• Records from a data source
## Start

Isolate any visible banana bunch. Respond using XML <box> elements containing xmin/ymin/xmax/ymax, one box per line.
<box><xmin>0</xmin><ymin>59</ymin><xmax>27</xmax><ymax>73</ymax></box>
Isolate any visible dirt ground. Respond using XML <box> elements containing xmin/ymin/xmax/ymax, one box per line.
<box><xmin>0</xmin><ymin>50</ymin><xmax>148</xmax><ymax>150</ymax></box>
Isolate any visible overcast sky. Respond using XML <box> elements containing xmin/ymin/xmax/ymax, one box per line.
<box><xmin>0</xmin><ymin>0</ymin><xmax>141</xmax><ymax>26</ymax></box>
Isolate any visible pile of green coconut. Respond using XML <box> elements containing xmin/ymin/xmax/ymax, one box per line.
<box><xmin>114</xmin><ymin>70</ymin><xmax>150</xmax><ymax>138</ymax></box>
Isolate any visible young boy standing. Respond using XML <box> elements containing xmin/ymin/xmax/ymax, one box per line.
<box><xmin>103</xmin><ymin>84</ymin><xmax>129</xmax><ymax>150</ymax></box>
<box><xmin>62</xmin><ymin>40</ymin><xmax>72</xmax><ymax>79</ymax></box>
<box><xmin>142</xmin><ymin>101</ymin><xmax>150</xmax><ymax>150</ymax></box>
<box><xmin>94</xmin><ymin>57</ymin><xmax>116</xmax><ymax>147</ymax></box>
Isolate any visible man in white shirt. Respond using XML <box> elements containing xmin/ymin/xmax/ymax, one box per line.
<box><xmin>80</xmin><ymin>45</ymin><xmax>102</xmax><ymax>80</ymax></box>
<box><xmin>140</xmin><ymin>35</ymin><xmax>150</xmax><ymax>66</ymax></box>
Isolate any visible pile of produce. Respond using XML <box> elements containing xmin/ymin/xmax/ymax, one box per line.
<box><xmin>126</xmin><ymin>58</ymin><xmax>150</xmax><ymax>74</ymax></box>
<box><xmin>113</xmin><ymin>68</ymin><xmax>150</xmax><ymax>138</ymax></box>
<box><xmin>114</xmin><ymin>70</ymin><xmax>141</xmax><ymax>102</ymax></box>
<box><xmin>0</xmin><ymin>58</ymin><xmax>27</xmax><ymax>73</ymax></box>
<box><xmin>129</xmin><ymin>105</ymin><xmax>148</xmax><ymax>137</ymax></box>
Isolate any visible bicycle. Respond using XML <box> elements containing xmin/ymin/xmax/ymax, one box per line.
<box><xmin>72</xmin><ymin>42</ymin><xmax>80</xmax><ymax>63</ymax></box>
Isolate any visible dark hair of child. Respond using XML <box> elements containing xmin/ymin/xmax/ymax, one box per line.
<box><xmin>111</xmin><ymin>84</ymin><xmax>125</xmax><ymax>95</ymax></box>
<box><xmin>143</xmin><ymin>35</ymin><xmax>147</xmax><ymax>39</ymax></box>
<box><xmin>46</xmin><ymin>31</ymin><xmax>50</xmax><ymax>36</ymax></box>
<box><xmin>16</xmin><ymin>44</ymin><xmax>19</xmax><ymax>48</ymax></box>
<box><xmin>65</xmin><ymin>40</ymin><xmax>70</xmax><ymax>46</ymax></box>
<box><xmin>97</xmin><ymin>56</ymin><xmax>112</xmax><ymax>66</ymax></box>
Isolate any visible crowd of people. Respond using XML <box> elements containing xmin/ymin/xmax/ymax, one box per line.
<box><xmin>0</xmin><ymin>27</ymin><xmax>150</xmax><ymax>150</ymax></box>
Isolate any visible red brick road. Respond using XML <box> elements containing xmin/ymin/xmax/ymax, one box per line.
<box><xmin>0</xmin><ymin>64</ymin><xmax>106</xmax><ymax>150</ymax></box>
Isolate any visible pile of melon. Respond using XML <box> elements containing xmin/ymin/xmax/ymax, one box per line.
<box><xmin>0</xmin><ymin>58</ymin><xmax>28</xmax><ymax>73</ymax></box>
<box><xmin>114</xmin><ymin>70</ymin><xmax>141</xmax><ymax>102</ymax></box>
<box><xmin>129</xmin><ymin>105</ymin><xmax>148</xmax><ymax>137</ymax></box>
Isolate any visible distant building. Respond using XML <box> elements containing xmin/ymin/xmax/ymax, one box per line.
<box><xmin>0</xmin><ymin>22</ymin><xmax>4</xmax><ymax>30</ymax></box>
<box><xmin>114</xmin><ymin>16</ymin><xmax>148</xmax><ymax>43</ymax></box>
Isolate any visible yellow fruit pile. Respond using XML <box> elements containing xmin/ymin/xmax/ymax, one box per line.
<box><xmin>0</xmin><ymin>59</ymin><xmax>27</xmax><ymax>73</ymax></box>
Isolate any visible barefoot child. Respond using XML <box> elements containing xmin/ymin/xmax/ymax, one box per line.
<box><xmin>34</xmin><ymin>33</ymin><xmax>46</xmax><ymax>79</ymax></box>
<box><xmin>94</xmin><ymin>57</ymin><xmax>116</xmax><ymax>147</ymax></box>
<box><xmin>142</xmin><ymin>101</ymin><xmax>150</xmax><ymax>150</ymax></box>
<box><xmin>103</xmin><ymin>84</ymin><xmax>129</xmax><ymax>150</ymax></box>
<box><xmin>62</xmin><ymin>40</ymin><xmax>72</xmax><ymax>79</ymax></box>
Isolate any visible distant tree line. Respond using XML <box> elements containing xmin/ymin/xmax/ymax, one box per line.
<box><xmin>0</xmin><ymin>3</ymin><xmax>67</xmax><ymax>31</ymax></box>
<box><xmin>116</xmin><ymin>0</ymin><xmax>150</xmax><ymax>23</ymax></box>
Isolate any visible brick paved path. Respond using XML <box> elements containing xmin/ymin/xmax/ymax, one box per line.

## End

• What needs to be done
Copy every line of the records above without any change.

• Answer below
Isolate any visible banana bunch. Respond using XML <box> elements containing xmin/ymin/xmax/ymax, one box per line.
<box><xmin>0</xmin><ymin>59</ymin><xmax>27</xmax><ymax>73</ymax></box>
Isolate any visible dirt ground. Respond using XML <box> elements containing xmin/ymin/xmax/ymax, one box per line.
<box><xmin>0</xmin><ymin>50</ymin><xmax>148</xmax><ymax>150</ymax></box>
Isolate any visible overcast sky. Respond using XML <box> elements containing xmin/ymin/xmax/ymax, one box per line.
<box><xmin>0</xmin><ymin>0</ymin><xmax>141</xmax><ymax>26</ymax></box>
Isolate any visible pile of green coconut. Respond using XML <box> elements containing xmin/ymin/xmax/ymax, one box per line.
<box><xmin>114</xmin><ymin>70</ymin><xmax>150</xmax><ymax>138</ymax></box>
Isolate any visible young boy standing. Respond using XML <box> elements containing xmin/ymin/xmax/ymax, one box per line.
<box><xmin>103</xmin><ymin>84</ymin><xmax>129</xmax><ymax>150</ymax></box>
<box><xmin>62</xmin><ymin>40</ymin><xmax>72</xmax><ymax>79</ymax></box>
<box><xmin>142</xmin><ymin>101</ymin><xmax>150</xmax><ymax>150</ymax></box>
<box><xmin>94</xmin><ymin>57</ymin><xmax>116</xmax><ymax>147</ymax></box>
Isolate any visible man in white shirt. Respond using XML <box> elements containing xmin/ymin/xmax/ymax, one box per line.
<box><xmin>80</xmin><ymin>45</ymin><xmax>102</xmax><ymax>80</ymax></box>
<box><xmin>140</xmin><ymin>35</ymin><xmax>150</xmax><ymax>66</ymax></box>
Isolate any visible pile of produce. Respond using XML <box> elements containing xmin/ymin/xmax/ymax, one box per line.
<box><xmin>126</xmin><ymin>58</ymin><xmax>150</xmax><ymax>74</ymax></box>
<box><xmin>113</xmin><ymin>68</ymin><xmax>150</xmax><ymax>138</ymax></box>
<box><xmin>114</xmin><ymin>70</ymin><xmax>141</xmax><ymax>102</ymax></box>
<box><xmin>0</xmin><ymin>58</ymin><xmax>27</xmax><ymax>73</ymax></box>
<box><xmin>129</xmin><ymin>105</ymin><xmax>148</xmax><ymax>137</ymax></box>
Isolate any visible bicycle. Respond using XML <box> elements containing xmin/ymin/xmax/ymax, one box per line.
<box><xmin>72</xmin><ymin>42</ymin><xmax>80</xmax><ymax>63</ymax></box>
Isolate any visible dark hair of child. Respond using XML <box> elements containing xmin/ymin/xmax/ymax, one box per line.
<box><xmin>111</xmin><ymin>84</ymin><xmax>125</xmax><ymax>95</ymax></box>
<box><xmin>143</xmin><ymin>35</ymin><xmax>147</xmax><ymax>39</ymax></box>
<box><xmin>46</xmin><ymin>31</ymin><xmax>50</xmax><ymax>36</ymax></box>
<box><xmin>16</xmin><ymin>44</ymin><xmax>19</xmax><ymax>48</ymax></box>
<box><xmin>65</xmin><ymin>40</ymin><xmax>70</xmax><ymax>46</ymax></box>
<box><xmin>97</xmin><ymin>56</ymin><xmax>112</xmax><ymax>66</ymax></box>
Isolate any visible crowd of people. Respond using XML <box> elements containing xmin/ymin/xmax/ymax, one box per line.
<box><xmin>0</xmin><ymin>27</ymin><xmax>150</xmax><ymax>150</ymax></box>
Isolate any visible red brick road. Respond using XML <box> elements containing xmin/ymin/xmax/ymax, one box per line.
<box><xmin>0</xmin><ymin>64</ymin><xmax>106</xmax><ymax>150</ymax></box>
Isolate any visible pile of melon. Respond using XML <box> elements containing xmin/ymin/xmax/ymax, one box per line.
<box><xmin>0</xmin><ymin>58</ymin><xmax>28</xmax><ymax>73</ymax></box>
<box><xmin>114</xmin><ymin>70</ymin><xmax>141</xmax><ymax>102</ymax></box>
<box><xmin>129</xmin><ymin>105</ymin><xmax>148</xmax><ymax>137</ymax></box>
Isolate any visible distant building. Respond using XML <box> elements containing xmin/ymin/xmax/ymax, one box per line.
<box><xmin>0</xmin><ymin>22</ymin><xmax>4</xmax><ymax>30</ymax></box>
<box><xmin>114</xmin><ymin>16</ymin><xmax>148</xmax><ymax>43</ymax></box>
Isolate any visible yellow fruit pile. Respond using XML <box> elements containing xmin/ymin/xmax/ymax, one box per line.
<box><xmin>0</xmin><ymin>59</ymin><xmax>27</xmax><ymax>73</ymax></box>
Isolate any visible barefoot child. Respond using XML <box> elements containing xmin/ymin/xmax/ymax, one box per line.
<box><xmin>34</xmin><ymin>33</ymin><xmax>46</xmax><ymax>79</ymax></box>
<box><xmin>94</xmin><ymin>57</ymin><xmax>116</xmax><ymax>147</ymax></box>
<box><xmin>142</xmin><ymin>101</ymin><xmax>150</xmax><ymax>150</ymax></box>
<box><xmin>103</xmin><ymin>84</ymin><xmax>129</xmax><ymax>150</ymax></box>
<box><xmin>62</xmin><ymin>40</ymin><xmax>72</xmax><ymax>79</ymax></box>
Isolate any visible distant tree line. Respond using XML <box> elements containing xmin/ymin/xmax/ymax, one box per line.
<box><xmin>0</xmin><ymin>3</ymin><xmax>67</xmax><ymax>31</ymax></box>
<box><xmin>116</xmin><ymin>0</ymin><xmax>150</xmax><ymax>23</ymax></box>
Isolate any visible brick paved path. Respond using XML <box> elements containing xmin/ymin/xmax/ymax, one box per line.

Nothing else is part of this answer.